### Dataset entries:

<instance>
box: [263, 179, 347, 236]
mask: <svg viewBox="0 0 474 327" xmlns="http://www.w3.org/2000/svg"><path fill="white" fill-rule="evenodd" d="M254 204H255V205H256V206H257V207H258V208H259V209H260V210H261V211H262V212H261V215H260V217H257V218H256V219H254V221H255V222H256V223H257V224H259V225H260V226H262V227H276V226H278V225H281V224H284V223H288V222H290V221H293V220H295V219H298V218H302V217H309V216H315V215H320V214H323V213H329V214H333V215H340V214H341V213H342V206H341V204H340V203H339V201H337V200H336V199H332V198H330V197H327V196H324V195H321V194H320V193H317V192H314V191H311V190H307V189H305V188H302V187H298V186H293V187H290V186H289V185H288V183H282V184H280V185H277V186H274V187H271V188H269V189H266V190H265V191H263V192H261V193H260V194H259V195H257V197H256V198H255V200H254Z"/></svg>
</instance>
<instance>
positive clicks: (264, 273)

### GOAL OF THE EXERCISE:
Nothing added, nothing dropped: copy the data above.

### RESULT OF THE TASK:
<instance>
box: [263, 179, 347, 236]
mask: <svg viewBox="0 0 474 327" xmlns="http://www.w3.org/2000/svg"><path fill="white" fill-rule="evenodd" d="M254 204H255V205H256V206H257V207H258V208H259V209H260V210H261V211H262V212H261V215H260V217H257V218H256V219H254V221H255V222H256V223H257V224H259V225H260V226H262V227H276V226H278V225H281V224H284V223H288V222H290V221H293V220H295V219H298V218H302V217H309V216H315V215H320V214H323V213H329V214H333V215H340V214H341V213H342V206H341V204H340V203H339V201H337V200H336V199H332V198H330V197H327V196H324V195H321V194H320V193H317V192H314V191H311V190H307V189H305V188H302V187H298V186H293V187H290V186H289V185H288V183H282V184H280V185H277V186H274V187H271V188H269V189H266V190H265V191H263V192H261V193H260V194H259V195H257V197H256V198H255V200H254Z"/></svg>
</instance>
<instance>
positive clicks: (264, 273)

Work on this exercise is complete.